> Il suo compito
Trascriva testualmente la parte del brano sul jazz che si apre con le parole contenenti "Il mio primo" e si chiude con "la musica jazz.".

> Brano da leggere
....
Il mio primo ricordo legato al jazz risale ad un tardo pomeriggio estivo di metà anni Ottanta: era poco prima di cena e io giocavo con i miei amici davanti casa a Borrello, in provincia di Chieti. Partirono in macchina in cinque, compresi mio padre e il mio fratello maggiore, per recarsi ad un concerto del Pescara Jazz. Avevo 10 anni e non nutrivo alcun interesse verso la musica jazz.
Solo una quindicina d’anni più tardi ho iniziato ad avvicinarmi al genere, iniziando ad ascoltare i 33 giri di mio cugino. Tra i vari LP a disposizione ve ne erano alcuni di Miles Davis e ascoltandoli notai fin dall’inizio che erano “diversi” dagli altri, avevano un sound particolare avevo la sensazione che il suono non scaturisse da un’azione fisica, meccanica, da un gesto umano, le note sembravano essere suonate solo con l’anima. Ascoltavo un assolo di Miles Davis e mi accorgevo che non arrivava mai la nota che mi aspettavo, non c’era mai una frase musicale scontata.
....
> Elenco fornito
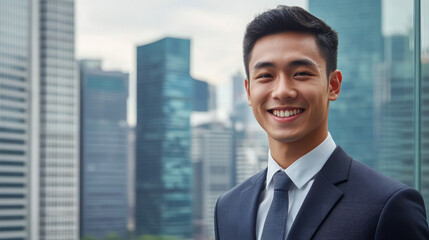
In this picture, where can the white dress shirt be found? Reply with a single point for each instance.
(302, 173)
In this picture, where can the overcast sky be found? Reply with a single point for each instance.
(112, 29)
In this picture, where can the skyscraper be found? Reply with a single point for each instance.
(201, 96)
(15, 120)
(212, 153)
(39, 120)
(163, 138)
(59, 122)
(104, 151)
(351, 118)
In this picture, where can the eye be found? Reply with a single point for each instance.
(265, 75)
(302, 74)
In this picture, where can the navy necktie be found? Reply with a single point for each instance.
(275, 224)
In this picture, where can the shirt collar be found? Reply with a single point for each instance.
(306, 167)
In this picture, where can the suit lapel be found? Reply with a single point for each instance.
(322, 197)
(249, 203)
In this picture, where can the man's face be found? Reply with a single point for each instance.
(288, 88)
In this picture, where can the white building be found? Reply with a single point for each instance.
(39, 110)
(212, 159)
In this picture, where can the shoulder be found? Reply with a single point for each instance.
(234, 194)
(398, 210)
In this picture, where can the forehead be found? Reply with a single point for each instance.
(282, 48)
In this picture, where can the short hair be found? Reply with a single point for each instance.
(291, 19)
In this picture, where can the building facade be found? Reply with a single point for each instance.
(360, 50)
(212, 153)
(15, 120)
(59, 122)
(104, 151)
(163, 139)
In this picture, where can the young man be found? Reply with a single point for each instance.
(311, 189)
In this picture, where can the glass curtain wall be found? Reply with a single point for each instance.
(382, 117)
(424, 73)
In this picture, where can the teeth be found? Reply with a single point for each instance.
(286, 113)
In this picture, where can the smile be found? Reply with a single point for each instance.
(286, 113)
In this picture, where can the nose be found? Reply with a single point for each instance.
(284, 88)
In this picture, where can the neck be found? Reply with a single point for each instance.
(286, 153)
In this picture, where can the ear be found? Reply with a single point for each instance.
(335, 85)
(247, 86)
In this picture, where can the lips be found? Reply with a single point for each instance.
(284, 113)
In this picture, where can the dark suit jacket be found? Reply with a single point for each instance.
(348, 200)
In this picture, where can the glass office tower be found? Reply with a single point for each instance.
(163, 164)
(15, 120)
(59, 122)
(351, 117)
(104, 151)
(381, 116)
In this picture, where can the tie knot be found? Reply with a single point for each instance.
(281, 181)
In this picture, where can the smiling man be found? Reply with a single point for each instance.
(311, 188)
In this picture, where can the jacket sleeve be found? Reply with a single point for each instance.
(403, 217)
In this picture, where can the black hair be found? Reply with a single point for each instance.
(291, 19)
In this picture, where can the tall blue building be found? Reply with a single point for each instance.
(201, 96)
(351, 117)
(104, 151)
(16, 208)
(163, 139)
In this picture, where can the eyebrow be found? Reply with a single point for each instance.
(295, 63)
(302, 62)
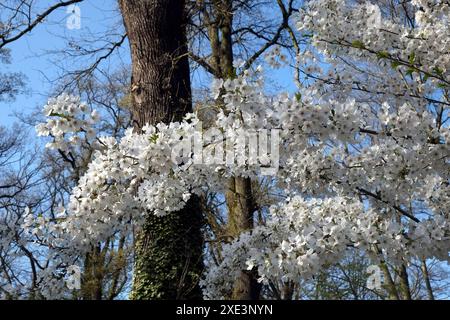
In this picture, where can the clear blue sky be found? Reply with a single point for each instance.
(29, 54)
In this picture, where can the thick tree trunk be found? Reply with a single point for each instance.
(389, 282)
(168, 251)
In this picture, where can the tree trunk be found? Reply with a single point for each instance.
(426, 277)
(404, 283)
(238, 196)
(168, 251)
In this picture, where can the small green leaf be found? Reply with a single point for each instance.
(383, 55)
(412, 58)
(395, 64)
(358, 44)
(410, 71)
(438, 71)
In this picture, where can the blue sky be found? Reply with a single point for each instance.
(30, 54)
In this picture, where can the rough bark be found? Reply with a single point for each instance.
(426, 277)
(168, 251)
(389, 282)
(404, 282)
(238, 196)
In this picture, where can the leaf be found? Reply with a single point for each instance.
(383, 55)
(412, 58)
(358, 44)
(410, 71)
(395, 64)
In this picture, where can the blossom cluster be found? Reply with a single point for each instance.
(367, 173)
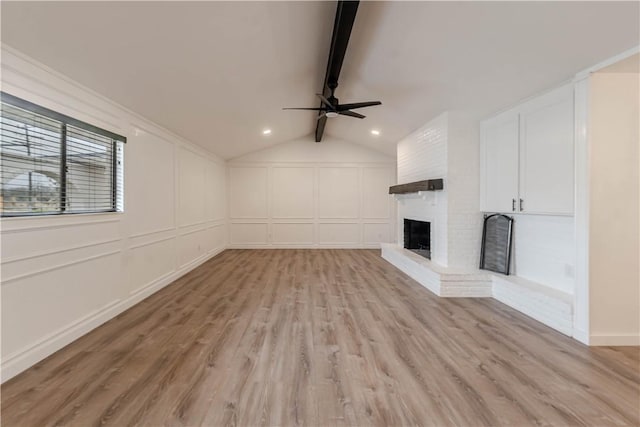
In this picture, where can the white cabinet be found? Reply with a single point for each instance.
(526, 157)
(499, 162)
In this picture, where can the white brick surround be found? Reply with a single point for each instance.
(447, 147)
(544, 304)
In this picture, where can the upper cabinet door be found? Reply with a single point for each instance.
(499, 163)
(546, 153)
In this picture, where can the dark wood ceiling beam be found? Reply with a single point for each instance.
(345, 17)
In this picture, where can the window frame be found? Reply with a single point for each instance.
(65, 121)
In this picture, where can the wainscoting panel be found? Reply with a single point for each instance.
(341, 234)
(249, 234)
(338, 192)
(292, 234)
(151, 261)
(293, 192)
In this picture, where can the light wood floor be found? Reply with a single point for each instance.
(322, 337)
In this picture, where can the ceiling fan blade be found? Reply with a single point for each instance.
(325, 101)
(351, 114)
(304, 108)
(343, 107)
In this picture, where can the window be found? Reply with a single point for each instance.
(53, 164)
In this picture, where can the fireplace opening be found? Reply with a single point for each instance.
(417, 237)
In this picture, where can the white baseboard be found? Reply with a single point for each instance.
(614, 340)
(27, 357)
(580, 335)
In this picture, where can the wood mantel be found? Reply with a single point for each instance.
(414, 187)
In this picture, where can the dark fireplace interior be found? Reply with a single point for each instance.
(417, 237)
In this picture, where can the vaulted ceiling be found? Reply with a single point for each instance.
(218, 73)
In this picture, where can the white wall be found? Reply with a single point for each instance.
(64, 275)
(614, 254)
(307, 194)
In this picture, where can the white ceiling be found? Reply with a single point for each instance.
(218, 73)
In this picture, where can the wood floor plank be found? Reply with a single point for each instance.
(322, 337)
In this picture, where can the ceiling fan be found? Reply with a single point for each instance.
(332, 108)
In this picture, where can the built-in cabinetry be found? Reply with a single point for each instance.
(526, 157)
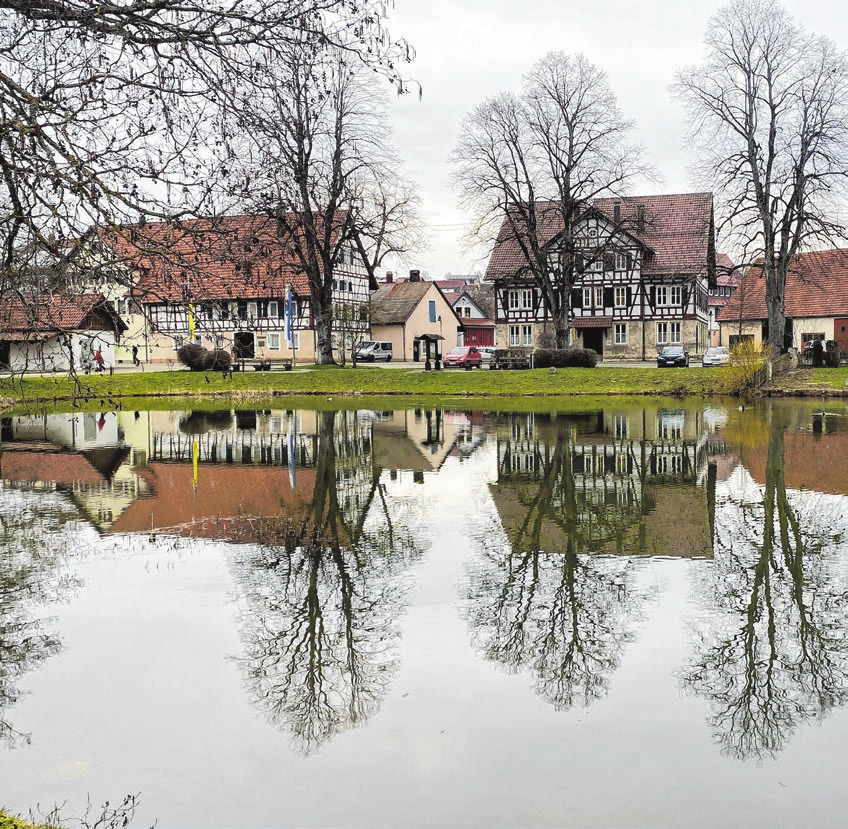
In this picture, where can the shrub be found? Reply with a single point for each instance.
(219, 360)
(745, 359)
(565, 358)
(198, 358)
(193, 356)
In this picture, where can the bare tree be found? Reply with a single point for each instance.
(768, 113)
(114, 112)
(535, 161)
(315, 154)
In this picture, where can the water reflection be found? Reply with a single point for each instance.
(579, 496)
(771, 651)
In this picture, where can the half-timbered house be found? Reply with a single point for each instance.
(225, 282)
(644, 264)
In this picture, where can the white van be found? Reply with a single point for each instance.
(370, 351)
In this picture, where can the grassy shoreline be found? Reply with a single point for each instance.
(118, 390)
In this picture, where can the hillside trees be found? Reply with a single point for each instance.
(539, 159)
(768, 112)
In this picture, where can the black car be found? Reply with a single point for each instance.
(673, 355)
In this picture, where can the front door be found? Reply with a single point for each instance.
(594, 338)
(243, 348)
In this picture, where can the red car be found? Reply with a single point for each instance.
(463, 357)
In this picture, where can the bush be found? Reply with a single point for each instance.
(745, 360)
(565, 358)
(197, 358)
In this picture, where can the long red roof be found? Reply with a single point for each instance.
(676, 233)
(816, 286)
(228, 257)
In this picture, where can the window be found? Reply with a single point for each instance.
(674, 332)
(620, 333)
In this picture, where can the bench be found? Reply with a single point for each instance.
(286, 363)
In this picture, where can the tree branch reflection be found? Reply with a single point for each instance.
(322, 598)
(780, 658)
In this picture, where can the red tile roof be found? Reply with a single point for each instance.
(50, 313)
(816, 286)
(229, 257)
(677, 233)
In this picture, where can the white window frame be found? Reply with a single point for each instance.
(620, 333)
(674, 333)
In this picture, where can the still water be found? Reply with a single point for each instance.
(611, 615)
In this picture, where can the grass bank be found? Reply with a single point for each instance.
(118, 391)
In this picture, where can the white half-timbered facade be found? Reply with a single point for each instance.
(645, 267)
(227, 283)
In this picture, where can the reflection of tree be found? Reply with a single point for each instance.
(31, 574)
(781, 660)
(322, 598)
(549, 609)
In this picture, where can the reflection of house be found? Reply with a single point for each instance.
(54, 332)
(816, 302)
(623, 482)
(402, 311)
(643, 270)
(418, 440)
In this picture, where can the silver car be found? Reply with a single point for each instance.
(717, 355)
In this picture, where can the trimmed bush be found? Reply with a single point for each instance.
(565, 358)
(197, 358)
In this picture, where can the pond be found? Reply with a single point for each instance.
(613, 614)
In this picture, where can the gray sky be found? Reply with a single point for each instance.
(471, 49)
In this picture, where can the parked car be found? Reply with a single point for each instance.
(369, 351)
(673, 355)
(717, 355)
(463, 357)
(487, 353)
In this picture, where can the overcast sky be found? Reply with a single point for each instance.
(468, 50)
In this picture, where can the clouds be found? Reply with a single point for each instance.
(476, 48)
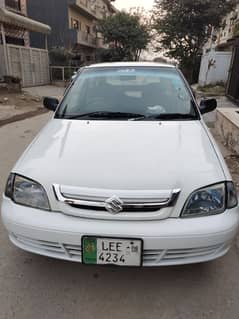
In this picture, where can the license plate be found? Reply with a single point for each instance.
(112, 251)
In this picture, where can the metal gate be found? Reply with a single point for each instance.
(29, 64)
(233, 83)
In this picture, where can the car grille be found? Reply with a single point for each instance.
(158, 257)
(103, 200)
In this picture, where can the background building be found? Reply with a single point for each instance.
(17, 58)
(73, 24)
(220, 60)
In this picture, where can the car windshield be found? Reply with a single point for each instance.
(128, 93)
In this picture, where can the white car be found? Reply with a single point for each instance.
(125, 173)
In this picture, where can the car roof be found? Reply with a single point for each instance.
(130, 64)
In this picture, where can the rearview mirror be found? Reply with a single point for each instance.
(50, 103)
(208, 105)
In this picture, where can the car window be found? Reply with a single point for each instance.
(136, 90)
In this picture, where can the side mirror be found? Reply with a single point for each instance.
(208, 105)
(50, 103)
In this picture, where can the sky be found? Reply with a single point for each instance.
(127, 4)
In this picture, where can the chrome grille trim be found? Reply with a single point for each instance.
(131, 203)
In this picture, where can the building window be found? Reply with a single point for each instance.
(75, 24)
(87, 29)
(13, 4)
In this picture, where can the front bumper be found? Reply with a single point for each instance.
(172, 241)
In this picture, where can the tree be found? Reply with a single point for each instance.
(184, 26)
(126, 35)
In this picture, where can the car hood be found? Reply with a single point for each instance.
(122, 155)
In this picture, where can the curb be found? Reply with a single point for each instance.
(21, 117)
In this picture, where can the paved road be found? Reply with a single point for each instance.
(35, 287)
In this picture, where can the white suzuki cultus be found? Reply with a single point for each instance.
(126, 173)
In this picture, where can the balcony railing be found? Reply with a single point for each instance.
(92, 9)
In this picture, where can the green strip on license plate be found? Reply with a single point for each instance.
(90, 250)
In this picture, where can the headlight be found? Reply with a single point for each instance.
(211, 200)
(26, 192)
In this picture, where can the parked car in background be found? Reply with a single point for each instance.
(125, 173)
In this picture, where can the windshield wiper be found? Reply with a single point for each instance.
(105, 114)
(167, 116)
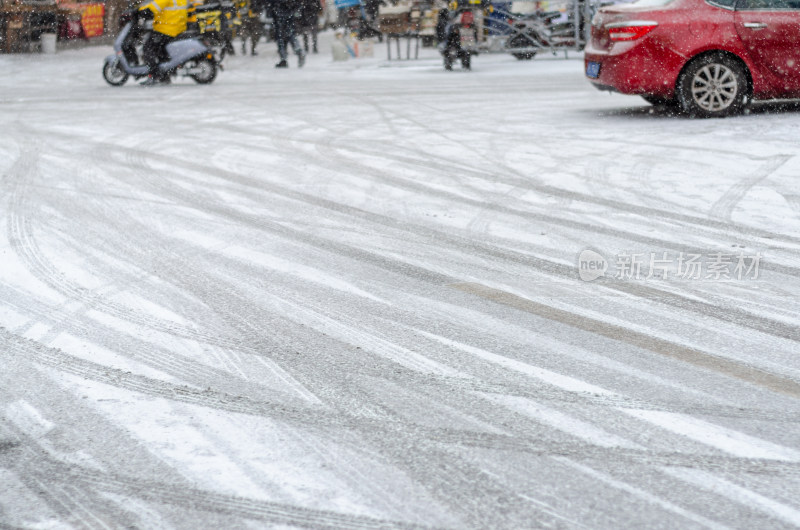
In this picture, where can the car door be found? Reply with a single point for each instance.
(770, 33)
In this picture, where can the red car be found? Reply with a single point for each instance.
(705, 57)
....
> La sua soluzione
Il mio primo ricordo legato al jazz risale ad un tardo pomeriggio estivo di metà anni Ottanta: era poco prima di cena e io giocavo con i miei amici davanti casa a Borrello, in provincia di Chieti. Partirono in macchina in cinque, compresi mio padre e il mio fratello maggiore, per recarsi ad un concerto del Pescara Jazz. Avevo 10 anni e non nutrivo alcun interesse verso la musica jazz.